→ Exercise prompt:
Please count the lines in the entries below that contain the word "boxing". Reply with that number alone.
## start Provided records
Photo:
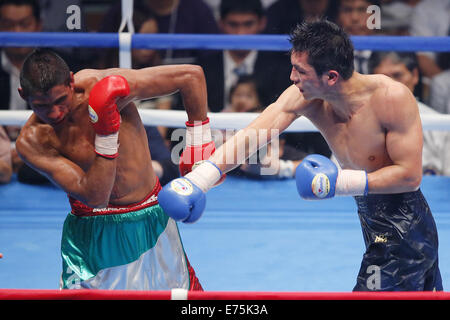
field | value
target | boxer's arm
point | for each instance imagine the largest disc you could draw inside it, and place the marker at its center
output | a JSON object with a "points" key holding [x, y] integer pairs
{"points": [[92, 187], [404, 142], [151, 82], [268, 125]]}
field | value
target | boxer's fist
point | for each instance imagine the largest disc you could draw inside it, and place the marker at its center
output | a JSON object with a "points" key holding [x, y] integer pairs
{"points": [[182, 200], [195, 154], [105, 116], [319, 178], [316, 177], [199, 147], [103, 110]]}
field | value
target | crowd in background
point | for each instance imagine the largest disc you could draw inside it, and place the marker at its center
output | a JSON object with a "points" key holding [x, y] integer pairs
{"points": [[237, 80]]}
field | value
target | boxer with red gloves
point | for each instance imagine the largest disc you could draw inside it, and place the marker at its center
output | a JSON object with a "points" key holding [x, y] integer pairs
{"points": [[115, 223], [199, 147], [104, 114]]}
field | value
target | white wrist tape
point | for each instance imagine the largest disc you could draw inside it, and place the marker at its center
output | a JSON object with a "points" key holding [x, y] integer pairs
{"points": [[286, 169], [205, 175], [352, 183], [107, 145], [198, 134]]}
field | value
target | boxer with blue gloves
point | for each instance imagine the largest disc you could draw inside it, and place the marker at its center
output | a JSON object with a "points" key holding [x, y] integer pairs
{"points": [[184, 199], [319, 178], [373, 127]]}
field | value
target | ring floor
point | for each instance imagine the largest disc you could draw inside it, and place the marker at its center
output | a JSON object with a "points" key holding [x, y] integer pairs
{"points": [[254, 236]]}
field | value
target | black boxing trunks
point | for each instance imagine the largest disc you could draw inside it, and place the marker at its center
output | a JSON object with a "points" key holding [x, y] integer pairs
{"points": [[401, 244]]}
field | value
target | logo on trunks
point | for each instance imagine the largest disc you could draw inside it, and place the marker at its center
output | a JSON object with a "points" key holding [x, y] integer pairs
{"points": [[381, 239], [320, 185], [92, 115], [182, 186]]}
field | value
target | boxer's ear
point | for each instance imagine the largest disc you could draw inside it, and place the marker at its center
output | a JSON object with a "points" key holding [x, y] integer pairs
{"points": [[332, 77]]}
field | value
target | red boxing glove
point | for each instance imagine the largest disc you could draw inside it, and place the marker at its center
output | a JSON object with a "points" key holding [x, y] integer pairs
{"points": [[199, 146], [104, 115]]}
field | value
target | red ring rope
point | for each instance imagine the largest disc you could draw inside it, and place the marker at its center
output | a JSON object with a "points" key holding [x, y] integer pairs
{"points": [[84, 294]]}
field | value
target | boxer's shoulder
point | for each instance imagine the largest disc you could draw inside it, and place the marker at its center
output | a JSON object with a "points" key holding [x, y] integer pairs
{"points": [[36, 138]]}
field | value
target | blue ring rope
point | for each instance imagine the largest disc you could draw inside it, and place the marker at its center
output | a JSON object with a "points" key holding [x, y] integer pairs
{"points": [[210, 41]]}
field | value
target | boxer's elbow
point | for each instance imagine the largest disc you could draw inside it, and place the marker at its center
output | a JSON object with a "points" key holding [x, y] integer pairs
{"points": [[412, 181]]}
## end Provided records
## start Provided records
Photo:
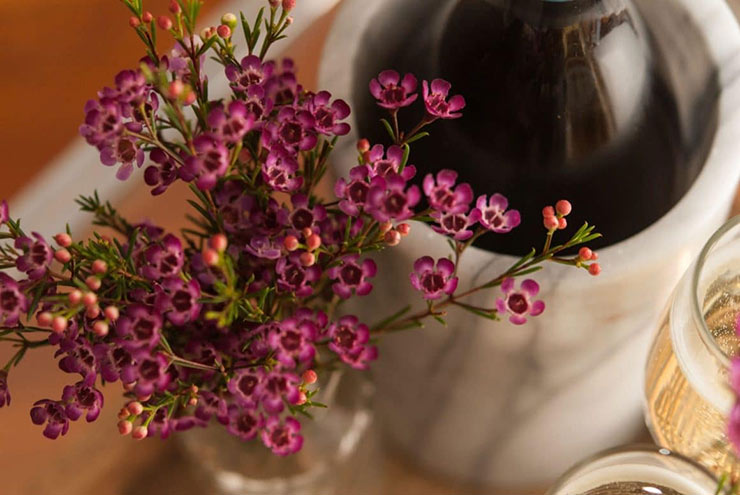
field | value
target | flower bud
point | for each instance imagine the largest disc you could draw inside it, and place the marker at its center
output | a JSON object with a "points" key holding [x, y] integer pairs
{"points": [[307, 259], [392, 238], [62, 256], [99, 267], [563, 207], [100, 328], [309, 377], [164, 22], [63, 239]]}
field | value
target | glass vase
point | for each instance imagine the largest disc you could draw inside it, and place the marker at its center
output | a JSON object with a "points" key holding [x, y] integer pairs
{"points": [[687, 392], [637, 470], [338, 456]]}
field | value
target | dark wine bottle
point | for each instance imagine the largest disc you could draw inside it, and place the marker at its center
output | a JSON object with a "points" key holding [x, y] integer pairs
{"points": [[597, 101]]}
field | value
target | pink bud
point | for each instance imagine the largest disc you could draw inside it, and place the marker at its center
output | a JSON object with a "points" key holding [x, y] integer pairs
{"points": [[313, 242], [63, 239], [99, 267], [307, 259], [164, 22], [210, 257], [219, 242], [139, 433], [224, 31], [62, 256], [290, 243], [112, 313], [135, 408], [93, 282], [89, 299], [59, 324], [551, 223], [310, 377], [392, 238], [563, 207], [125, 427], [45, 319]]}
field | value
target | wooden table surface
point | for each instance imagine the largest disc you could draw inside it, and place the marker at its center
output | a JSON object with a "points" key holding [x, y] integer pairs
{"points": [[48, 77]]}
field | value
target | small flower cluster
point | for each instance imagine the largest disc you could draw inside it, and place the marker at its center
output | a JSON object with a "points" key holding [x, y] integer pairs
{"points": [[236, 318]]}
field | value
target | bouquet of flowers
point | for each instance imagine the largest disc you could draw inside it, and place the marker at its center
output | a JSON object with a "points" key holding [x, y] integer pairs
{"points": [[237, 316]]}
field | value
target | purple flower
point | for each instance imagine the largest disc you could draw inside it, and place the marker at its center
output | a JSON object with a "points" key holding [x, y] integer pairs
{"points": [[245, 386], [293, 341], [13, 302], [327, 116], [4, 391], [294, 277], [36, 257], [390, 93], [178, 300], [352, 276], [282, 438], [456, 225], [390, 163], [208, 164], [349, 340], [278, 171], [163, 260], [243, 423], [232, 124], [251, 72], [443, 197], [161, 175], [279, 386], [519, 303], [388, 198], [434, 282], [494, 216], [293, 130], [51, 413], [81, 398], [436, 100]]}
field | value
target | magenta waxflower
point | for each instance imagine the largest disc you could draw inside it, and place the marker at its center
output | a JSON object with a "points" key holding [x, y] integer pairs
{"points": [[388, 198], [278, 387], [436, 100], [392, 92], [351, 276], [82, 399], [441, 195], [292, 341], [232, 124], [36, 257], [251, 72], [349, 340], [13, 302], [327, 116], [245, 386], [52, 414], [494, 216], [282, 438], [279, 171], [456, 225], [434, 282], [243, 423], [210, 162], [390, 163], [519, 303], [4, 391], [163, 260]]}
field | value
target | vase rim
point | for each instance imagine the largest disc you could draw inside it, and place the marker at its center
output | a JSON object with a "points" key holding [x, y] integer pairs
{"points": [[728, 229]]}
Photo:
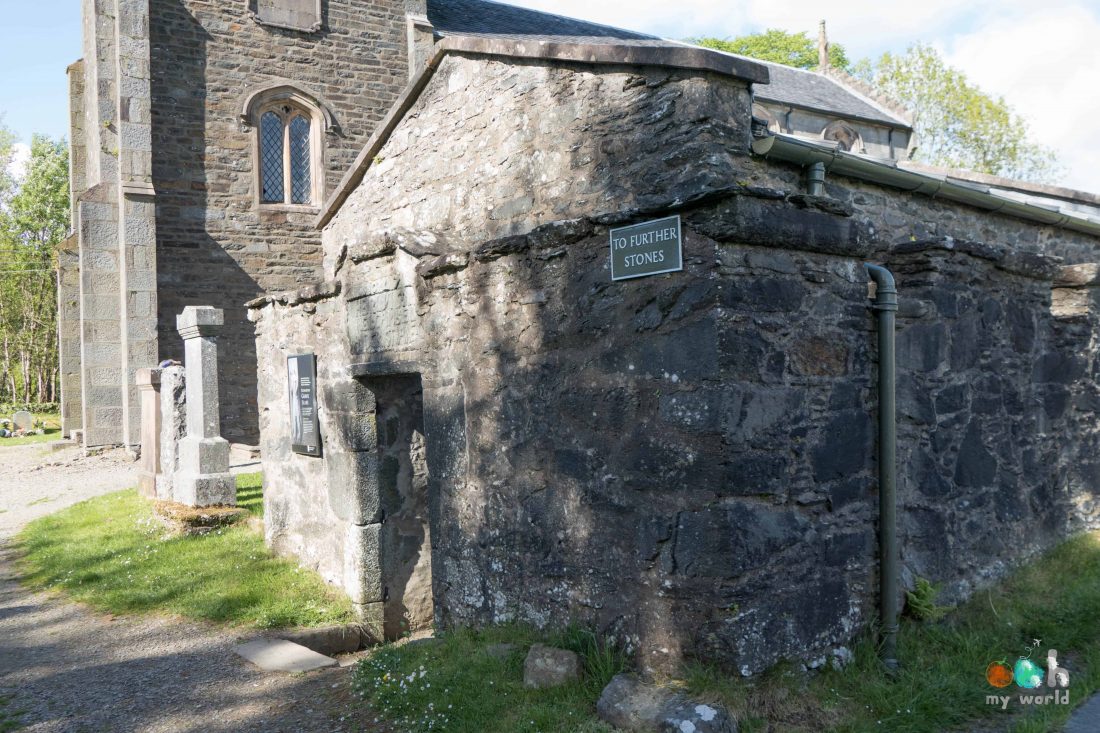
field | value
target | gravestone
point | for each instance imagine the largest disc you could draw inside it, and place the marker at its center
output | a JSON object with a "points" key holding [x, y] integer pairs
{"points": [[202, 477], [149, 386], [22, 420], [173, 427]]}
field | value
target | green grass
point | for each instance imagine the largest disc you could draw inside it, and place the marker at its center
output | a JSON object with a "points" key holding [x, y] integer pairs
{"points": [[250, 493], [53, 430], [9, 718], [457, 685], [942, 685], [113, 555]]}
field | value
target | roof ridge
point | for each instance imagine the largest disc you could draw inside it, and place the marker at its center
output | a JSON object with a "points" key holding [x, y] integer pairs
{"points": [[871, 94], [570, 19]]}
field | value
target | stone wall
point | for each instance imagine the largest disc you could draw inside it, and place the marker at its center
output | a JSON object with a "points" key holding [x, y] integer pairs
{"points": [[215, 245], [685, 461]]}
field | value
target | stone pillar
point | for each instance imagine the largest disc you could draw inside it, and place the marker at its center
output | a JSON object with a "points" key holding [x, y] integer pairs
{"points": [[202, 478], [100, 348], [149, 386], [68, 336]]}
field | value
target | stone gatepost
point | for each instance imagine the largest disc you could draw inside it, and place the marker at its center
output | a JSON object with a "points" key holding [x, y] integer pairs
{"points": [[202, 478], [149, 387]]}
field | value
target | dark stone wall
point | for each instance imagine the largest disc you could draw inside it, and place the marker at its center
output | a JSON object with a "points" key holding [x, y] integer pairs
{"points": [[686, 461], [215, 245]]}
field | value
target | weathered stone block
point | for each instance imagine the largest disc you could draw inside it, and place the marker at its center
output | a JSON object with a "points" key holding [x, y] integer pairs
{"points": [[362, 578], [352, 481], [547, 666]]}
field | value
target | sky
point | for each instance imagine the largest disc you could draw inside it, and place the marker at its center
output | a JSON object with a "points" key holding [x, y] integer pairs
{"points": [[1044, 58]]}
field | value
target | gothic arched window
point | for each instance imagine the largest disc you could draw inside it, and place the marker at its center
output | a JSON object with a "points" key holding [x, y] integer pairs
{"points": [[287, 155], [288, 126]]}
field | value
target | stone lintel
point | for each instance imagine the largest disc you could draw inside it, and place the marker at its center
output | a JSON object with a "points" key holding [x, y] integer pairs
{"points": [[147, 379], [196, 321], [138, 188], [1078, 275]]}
## end Provided records
→ Solution for this task:
2